-- Short task --
Turn the rows from the beginning through the line containing "pixel 136 247", inclusive, into a Markdown table. Use two columns, No. for the line number and Line for its text, and skip any blank lines.

-- Data items --
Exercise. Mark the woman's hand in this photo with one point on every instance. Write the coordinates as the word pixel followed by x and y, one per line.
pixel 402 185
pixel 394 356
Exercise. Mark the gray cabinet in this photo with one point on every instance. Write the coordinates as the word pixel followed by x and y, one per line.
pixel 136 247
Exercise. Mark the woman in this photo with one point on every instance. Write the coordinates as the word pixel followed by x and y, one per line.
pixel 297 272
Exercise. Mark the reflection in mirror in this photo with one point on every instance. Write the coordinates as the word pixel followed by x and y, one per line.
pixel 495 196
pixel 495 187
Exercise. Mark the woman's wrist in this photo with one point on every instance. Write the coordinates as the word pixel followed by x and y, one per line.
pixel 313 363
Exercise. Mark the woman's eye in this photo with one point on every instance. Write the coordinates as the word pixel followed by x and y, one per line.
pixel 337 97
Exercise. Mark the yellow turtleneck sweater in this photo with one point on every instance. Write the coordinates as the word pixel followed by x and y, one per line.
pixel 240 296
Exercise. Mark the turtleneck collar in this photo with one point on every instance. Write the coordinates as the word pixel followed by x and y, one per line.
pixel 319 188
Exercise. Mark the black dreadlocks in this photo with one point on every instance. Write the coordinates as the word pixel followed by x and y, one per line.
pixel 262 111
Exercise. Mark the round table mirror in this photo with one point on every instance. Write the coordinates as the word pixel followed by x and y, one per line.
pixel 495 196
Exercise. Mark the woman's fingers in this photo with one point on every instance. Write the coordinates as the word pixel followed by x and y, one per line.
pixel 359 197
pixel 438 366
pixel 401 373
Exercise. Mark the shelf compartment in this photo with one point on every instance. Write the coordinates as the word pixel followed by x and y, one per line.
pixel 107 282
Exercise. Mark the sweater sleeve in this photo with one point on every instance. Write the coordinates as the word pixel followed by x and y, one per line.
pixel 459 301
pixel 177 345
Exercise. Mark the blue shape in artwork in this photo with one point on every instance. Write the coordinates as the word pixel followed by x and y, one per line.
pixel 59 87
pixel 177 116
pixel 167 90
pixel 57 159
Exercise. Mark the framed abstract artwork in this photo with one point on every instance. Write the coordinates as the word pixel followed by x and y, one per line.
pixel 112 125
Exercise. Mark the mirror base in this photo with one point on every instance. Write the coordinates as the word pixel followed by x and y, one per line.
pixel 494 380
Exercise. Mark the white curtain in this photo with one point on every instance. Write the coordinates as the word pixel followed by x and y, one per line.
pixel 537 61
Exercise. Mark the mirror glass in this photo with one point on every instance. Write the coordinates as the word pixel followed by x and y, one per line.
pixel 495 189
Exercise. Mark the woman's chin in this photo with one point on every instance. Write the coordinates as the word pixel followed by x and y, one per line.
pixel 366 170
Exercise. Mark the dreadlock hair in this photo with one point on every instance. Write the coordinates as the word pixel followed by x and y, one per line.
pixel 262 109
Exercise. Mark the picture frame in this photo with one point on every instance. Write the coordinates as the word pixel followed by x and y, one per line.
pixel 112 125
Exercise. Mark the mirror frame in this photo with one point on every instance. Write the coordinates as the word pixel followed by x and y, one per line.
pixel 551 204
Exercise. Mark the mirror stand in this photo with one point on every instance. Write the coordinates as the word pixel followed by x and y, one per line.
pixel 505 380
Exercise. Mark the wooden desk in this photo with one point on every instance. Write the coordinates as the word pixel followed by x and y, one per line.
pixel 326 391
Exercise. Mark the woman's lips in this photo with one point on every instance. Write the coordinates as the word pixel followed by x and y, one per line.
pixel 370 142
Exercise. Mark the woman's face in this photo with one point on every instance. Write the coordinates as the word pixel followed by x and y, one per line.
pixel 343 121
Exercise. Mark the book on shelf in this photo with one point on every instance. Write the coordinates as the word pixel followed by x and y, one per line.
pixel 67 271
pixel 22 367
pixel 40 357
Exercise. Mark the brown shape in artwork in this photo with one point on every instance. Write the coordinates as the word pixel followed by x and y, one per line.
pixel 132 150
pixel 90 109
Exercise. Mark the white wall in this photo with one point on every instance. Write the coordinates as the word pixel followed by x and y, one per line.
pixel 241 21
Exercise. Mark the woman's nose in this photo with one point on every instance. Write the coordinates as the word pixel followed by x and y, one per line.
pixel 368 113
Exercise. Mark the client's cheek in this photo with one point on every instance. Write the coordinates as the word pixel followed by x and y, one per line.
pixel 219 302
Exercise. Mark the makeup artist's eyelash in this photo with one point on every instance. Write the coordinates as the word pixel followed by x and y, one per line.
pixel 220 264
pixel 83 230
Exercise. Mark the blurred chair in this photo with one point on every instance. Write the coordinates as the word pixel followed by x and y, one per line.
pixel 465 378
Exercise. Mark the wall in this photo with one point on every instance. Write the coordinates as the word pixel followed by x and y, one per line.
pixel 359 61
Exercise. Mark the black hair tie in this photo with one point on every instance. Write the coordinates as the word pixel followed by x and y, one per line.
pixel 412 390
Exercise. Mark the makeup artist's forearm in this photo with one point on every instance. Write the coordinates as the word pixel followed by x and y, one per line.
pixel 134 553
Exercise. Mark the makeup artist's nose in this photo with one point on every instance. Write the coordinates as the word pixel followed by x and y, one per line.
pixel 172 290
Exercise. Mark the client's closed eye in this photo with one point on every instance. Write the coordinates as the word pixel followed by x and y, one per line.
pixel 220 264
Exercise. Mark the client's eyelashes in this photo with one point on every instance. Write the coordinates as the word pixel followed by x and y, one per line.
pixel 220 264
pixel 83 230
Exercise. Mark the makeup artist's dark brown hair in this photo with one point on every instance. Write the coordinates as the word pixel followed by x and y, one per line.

-- Task solution --
| No. | Line |
|---|---|
| 1 | Exercise. Mark the woman's hand in this photo with one point on every instance. Write the coordinates as the word pixel followed by x and y, one per line. |
| 2 | pixel 402 185 |
| 3 | pixel 394 356 |
| 4 | Exercise. Mark the gray cabinet in this photo with one point on every instance. Write the coordinates as the word pixel followed by x and y, one per line. |
| 5 | pixel 136 247 |